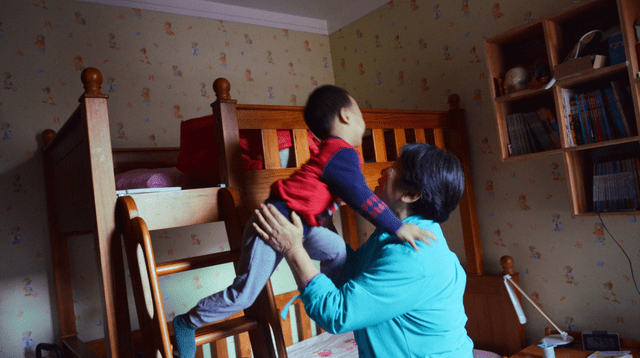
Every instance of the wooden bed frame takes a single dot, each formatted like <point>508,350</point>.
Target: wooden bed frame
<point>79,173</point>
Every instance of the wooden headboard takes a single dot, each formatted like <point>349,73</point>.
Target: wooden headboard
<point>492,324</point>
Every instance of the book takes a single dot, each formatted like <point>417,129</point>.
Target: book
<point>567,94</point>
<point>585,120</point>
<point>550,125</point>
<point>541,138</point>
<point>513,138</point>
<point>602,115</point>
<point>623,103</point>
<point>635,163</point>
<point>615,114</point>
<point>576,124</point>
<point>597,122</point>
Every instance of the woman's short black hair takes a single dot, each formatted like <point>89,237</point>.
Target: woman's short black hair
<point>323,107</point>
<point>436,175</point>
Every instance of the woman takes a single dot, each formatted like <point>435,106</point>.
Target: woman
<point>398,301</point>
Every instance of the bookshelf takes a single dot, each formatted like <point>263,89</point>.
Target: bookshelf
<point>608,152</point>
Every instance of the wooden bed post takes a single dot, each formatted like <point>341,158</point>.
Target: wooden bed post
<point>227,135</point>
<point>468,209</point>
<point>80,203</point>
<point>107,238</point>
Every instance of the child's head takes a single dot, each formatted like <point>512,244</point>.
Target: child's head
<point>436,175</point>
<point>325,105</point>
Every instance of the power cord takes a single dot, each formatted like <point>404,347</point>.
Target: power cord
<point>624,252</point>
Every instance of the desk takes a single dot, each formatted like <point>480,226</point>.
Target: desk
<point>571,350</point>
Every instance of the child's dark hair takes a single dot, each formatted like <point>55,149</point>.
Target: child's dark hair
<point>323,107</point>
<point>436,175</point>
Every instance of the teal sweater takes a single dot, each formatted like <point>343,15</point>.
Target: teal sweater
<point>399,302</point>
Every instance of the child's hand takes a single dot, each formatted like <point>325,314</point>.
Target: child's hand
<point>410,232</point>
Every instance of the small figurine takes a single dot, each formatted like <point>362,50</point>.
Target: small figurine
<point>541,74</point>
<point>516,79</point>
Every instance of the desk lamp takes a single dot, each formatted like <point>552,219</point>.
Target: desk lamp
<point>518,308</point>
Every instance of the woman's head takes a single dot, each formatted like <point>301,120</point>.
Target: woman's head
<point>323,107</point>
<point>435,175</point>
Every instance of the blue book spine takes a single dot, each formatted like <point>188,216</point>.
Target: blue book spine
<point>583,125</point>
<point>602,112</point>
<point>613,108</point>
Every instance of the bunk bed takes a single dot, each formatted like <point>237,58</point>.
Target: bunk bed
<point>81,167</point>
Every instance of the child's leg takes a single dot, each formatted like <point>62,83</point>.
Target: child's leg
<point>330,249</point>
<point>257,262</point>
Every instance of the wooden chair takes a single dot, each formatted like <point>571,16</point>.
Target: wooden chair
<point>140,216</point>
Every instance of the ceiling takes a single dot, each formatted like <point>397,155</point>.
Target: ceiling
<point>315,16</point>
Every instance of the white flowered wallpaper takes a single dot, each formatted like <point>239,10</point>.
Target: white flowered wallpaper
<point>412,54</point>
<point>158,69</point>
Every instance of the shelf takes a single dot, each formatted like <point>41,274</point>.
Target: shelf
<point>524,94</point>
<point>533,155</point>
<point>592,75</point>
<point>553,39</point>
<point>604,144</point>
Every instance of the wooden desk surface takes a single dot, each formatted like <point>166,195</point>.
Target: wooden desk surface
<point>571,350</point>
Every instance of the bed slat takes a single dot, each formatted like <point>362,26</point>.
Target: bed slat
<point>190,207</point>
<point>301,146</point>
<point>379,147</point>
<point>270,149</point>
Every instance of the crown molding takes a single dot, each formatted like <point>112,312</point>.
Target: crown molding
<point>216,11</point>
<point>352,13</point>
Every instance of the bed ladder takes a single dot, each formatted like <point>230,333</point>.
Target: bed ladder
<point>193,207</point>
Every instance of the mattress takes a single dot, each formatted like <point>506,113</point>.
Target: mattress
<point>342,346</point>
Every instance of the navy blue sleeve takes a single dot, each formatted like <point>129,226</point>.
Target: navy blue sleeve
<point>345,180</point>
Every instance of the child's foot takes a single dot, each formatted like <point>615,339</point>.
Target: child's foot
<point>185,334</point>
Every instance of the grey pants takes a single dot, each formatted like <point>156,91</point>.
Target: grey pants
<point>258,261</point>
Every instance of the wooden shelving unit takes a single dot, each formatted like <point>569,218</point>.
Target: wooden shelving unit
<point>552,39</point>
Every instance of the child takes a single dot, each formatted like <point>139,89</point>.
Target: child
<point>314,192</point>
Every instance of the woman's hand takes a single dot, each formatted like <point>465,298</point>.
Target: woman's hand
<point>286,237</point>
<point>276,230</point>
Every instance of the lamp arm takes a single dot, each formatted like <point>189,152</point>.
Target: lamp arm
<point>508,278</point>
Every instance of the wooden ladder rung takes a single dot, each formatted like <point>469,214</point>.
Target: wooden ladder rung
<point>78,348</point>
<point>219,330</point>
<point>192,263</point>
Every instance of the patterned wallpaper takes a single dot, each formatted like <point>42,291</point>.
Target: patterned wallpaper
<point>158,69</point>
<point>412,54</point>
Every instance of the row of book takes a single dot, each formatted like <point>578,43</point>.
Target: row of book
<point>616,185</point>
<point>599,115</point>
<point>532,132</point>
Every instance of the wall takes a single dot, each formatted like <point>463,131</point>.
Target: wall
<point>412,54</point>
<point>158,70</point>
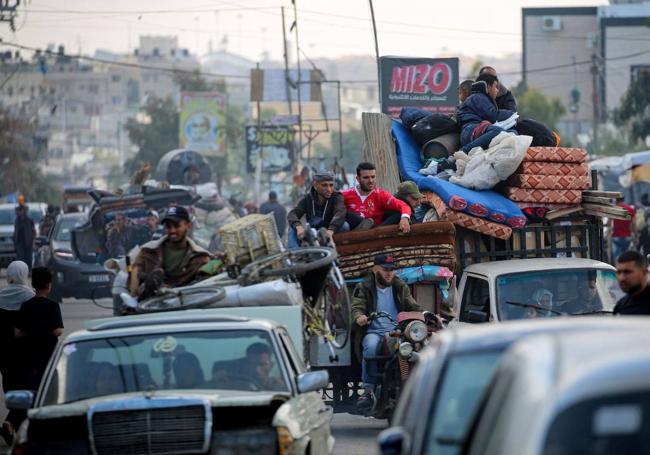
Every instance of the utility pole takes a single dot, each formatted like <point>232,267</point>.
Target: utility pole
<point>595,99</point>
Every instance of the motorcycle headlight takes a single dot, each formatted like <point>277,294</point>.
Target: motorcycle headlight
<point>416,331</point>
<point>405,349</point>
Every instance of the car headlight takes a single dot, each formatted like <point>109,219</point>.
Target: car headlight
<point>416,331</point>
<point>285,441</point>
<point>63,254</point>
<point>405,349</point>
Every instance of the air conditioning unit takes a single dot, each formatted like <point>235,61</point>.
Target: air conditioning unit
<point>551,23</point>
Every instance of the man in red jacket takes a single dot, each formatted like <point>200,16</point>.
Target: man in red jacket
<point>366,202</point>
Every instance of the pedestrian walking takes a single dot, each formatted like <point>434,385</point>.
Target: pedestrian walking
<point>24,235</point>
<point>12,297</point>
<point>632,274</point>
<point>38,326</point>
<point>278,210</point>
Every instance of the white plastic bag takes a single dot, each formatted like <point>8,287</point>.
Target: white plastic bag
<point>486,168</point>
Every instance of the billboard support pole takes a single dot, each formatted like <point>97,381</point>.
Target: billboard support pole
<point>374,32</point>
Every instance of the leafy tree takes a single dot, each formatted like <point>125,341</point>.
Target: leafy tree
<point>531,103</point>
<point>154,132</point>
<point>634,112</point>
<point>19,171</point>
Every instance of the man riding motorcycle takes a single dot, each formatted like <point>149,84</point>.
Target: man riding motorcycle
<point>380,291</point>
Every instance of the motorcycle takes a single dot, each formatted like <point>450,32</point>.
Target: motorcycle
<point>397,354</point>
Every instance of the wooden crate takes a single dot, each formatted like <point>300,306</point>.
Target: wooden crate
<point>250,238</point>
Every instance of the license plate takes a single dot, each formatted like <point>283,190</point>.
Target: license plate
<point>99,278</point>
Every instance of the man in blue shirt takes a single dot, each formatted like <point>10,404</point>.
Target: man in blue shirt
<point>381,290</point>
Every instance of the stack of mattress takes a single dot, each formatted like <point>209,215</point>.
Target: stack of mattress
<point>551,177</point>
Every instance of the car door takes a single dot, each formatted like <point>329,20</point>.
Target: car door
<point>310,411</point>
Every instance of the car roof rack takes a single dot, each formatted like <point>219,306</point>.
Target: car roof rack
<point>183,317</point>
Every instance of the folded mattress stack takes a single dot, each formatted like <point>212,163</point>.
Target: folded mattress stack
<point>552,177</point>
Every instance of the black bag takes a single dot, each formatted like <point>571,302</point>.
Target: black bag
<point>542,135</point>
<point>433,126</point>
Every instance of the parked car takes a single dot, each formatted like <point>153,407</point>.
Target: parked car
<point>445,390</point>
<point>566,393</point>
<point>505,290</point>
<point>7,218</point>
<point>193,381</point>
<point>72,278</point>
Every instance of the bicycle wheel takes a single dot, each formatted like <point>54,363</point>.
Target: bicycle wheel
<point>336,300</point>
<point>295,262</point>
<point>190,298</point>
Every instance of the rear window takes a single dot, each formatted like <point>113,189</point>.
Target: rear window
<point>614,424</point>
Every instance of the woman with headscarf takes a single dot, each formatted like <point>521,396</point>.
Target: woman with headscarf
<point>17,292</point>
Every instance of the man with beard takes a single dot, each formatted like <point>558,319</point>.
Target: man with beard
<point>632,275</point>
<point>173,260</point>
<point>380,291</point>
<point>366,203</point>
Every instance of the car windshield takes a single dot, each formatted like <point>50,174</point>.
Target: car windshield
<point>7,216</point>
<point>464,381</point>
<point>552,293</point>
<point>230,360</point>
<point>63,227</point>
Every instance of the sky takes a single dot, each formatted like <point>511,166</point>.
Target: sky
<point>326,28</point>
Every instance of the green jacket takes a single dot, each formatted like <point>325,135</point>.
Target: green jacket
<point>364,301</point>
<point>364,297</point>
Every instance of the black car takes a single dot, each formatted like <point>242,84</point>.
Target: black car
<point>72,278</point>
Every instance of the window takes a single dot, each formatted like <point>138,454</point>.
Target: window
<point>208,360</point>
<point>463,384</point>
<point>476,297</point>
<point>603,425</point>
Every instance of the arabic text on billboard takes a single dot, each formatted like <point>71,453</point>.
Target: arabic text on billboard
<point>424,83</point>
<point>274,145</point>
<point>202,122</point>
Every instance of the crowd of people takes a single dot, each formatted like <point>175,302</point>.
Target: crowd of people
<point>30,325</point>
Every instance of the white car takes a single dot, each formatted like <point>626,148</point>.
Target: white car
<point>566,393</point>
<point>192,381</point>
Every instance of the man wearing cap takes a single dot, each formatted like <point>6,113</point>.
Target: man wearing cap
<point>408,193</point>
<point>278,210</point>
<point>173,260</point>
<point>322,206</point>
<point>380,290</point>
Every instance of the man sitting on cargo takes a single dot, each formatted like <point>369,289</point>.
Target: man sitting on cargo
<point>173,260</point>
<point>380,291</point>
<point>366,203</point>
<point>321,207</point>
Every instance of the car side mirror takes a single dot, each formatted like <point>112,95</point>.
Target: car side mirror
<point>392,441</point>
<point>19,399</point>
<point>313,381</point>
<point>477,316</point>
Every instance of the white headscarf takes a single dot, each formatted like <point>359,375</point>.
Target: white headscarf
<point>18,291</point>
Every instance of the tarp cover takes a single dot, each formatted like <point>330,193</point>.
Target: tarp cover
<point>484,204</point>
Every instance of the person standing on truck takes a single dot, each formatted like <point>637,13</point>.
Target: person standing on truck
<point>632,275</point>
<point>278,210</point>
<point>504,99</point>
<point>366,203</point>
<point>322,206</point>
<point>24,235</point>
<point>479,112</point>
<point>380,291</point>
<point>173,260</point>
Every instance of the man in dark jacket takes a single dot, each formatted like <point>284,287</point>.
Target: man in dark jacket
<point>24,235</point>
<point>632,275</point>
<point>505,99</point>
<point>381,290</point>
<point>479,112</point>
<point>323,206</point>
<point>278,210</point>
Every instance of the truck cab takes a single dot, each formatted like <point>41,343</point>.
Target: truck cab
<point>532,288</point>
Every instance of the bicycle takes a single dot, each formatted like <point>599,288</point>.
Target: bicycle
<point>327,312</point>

__________________________________________________

== What this task involves ==
Reproduce everything from the line containing "Every instance of the blue" down to the line containing "<point>81,167</point>", requests included, and resize each answer point coordinate by multiplying it by 0.7 and rounding to a whole number, halves up. Leave the requests and their format samples unchanged, and return only those lines.

== Complete answer ==
Every instance of the blue book spine takes a single dot, each formatted like <point>188,216</point>.
Target: blue book spine
<point>408,88</point>
<point>421,78</point>
<point>429,76</point>
Every instance of the bunk bed takes a single dot, each formatted like <point>237,58</point>.
Target: bunk bed
<point>57,117</point>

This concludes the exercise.